**Given task:**
Express these items as a two-column CSV with the columns "request" and "answer", one row per item, putting each in a single quoted field with line breaks replaced by spaces. Leave the pictures out of the answer.

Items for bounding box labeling

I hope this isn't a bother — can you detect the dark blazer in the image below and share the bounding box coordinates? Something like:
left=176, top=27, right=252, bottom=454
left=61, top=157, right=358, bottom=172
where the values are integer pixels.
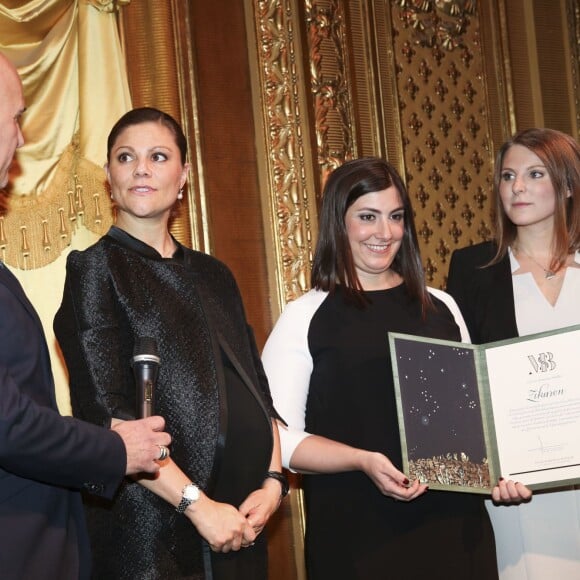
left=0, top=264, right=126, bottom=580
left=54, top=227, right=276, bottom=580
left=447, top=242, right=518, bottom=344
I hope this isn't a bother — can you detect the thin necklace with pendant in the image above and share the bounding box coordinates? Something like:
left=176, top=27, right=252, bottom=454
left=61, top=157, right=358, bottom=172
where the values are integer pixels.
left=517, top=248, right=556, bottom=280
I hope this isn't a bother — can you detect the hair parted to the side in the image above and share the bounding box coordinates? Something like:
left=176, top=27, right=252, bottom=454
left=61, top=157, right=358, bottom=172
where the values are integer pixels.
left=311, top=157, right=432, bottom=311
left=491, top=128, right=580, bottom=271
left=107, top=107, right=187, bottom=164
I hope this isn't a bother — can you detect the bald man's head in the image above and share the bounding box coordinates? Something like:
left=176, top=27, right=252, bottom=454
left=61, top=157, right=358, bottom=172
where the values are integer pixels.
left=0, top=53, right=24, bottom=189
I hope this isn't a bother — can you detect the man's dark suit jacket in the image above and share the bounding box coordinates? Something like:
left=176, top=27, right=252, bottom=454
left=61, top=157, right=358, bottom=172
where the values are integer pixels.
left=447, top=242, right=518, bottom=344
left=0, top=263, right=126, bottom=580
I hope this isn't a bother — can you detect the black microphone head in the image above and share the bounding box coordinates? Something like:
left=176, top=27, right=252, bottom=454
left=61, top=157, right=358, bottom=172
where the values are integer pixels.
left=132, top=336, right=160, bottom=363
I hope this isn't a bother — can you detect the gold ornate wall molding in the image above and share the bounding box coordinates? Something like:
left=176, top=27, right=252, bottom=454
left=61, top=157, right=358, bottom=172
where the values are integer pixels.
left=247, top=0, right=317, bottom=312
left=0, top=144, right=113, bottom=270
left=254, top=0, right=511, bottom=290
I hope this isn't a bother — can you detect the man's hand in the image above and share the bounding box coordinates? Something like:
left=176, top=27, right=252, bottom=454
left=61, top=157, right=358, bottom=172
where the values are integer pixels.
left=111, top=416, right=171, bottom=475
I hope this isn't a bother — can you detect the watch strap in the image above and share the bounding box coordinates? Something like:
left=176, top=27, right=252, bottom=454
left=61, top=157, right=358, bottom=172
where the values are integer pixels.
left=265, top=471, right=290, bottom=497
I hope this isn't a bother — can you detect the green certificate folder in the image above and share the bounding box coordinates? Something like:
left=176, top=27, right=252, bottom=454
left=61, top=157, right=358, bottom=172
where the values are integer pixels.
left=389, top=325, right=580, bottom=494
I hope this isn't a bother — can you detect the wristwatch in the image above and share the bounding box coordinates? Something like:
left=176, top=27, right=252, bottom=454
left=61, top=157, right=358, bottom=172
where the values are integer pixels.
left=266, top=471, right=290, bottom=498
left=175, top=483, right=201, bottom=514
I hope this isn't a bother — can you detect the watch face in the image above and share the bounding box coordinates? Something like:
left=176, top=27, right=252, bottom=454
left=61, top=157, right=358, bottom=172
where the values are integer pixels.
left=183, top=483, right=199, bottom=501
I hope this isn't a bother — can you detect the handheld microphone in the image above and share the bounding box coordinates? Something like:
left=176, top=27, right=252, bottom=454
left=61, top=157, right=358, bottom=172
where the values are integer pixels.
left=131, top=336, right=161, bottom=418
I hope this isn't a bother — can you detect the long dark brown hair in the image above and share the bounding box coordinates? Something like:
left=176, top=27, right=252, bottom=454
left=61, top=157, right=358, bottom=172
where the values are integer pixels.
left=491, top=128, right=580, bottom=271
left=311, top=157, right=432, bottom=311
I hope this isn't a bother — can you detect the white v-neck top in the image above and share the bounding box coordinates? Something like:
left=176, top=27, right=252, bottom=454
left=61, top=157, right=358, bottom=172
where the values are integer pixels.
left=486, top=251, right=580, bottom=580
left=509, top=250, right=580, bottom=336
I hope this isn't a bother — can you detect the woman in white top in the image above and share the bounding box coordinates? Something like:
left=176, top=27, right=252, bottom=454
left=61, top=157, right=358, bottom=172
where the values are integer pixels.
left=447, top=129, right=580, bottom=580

**Answer below:**
request,answer
"I hope this isn't a bother — can you detect the dark blazer in the image below and share the bounding box coordinates? Something like: left=176, top=27, right=252, bottom=454 left=61, top=157, right=358, bottom=172 where the values are integer pixels.","left=0, top=264, right=126, bottom=580 left=54, top=227, right=276, bottom=580 left=447, top=242, right=518, bottom=344"
"I hope this isn't a bother — can you detect the thin necklace with pendant in the image above and share the bounding box coordinates? Something like: left=176, top=27, right=252, bottom=454 left=61, top=157, right=358, bottom=172 where the values are integer pixels.","left=517, top=248, right=556, bottom=280"
"I hope this isn't a bother — can you detect the hair parted to the side in the image above and share the bounding box coordinates? Something like: left=176, top=27, right=252, bottom=454 left=61, top=157, right=358, bottom=172 where the values are integer pixels.","left=311, top=157, right=432, bottom=311 left=491, top=128, right=580, bottom=271 left=107, top=107, right=187, bottom=164"
"I hope this isn't a bother — can you detect the bald man's head in the image above and share the bounding box coordinates? Something like: left=176, top=27, right=252, bottom=454 left=61, top=157, right=358, bottom=172 where the values are integer pixels.","left=0, top=53, right=24, bottom=189"
"I hope this isn't a bother — can you detect the man's dark suit jacket in the image above and share the bounding box coordinates? Something like: left=176, top=27, right=252, bottom=454 left=61, top=157, right=358, bottom=172 where the values are integer pixels.","left=447, top=242, right=518, bottom=344 left=0, top=263, right=126, bottom=580"
"I hope this isn't a bother — can you detect the black microphone head in the image above and share the bounding box coordinates? Something like: left=176, top=27, right=252, bottom=454 left=61, top=157, right=358, bottom=172 where the values are integer pixels.","left=132, top=336, right=160, bottom=363"
"I hope this isn't a bother — can you detect the gold ornate wall molding in the image above and share the bounding box coordinates? Something like: left=176, top=27, right=252, bottom=454 left=61, top=157, right=358, bottom=172 where the values are integer pixels.","left=247, top=0, right=317, bottom=312 left=0, top=144, right=113, bottom=270 left=254, top=0, right=511, bottom=290"
"I hope this isn't a bother — can you detect the man's hand in the image above and share the bounding box coordinates? Something like: left=176, top=27, right=252, bottom=454 left=61, top=157, right=358, bottom=172 where the values are integer pixels.","left=111, top=416, right=171, bottom=475"
"I hope this isn't a bother — can you detect the watch strap in the image above and share the bounding box coordinates? Something like: left=176, top=27, right=252, bottom=454 left=61, top=157, right=358, bottom=172 where the values are integer pixels.","left=265, top=471, right=290, bottom=497"
"I hope this isn't a bother — can you detect the green certificate folder in the image above and share the bounding box coordinates? Something like: left=176, top=27, right=252, bottom=454 left=61, top=157, right=358, bottom=172 where the values are integer pixels.","left=389, top=325, right=580, bottom=494"
"I hope this isn't a bother — can you detect the wristwatch in the image above and share the bounding box coordinates? Something like: left=176, top=27, right=252, bottom=454 left=61, top=157, right=358, bottom=172 where the values are integer pixels.","left=266, top=471, right=290, bottom=498 left=175, top=483, right=201, bottom=514"
"I hope this isn't a bother — can you detect the watch face in the image above and share the bounding box coordinates? Something like: left=176, top=27, right=252, bottom=454 left=61, top=157, right=358, bottom=172 where the values are integer pixels.","left=183, top=483, right=199, bottom=501"
"I hope this isn't a bother — can you detect the handheld microphone in the image above and share the bounding box coordinates? Something like: left=176, top=27, right=252, bottom=454 left=61, top=157, right=358, bottom=172 where the values are integer pixels.","left=131, top=336, right=161, bottom=418"
"I hope this isn't a bother — can you detect the long dark brown hair in the image above and share the bounding box coordinates? Something like: left=176, top=27, right=252, bottom=454 left=61, top=157, right=358, bottom=172 where the values are integer pixels.","left=491, top=128, right=580, bottom=271 left=311, top=157, right=432, bottom=311"
"I hope this isn't a bother — can you detect the white v-neck top in the image above and share the bounding box coordinates? Something like: left=176, top=27, right=252, bottom=454 left=61, top=157, right=358, bottom=172 where the values are integer pixels.","left=486, top=251, right=580, bottom=580 left=509, top=250, right=580, bottom=336"
"I hope this isn't a bother — can you detect the woman in white top in the image above and share the bounding box coordinates? Something like: left=176, top=27, right=252, bottom=454 left=61, top=157, right=358, bottom=172 where the values are integer pixels.","left=447, top=129, right=580, bottom=580"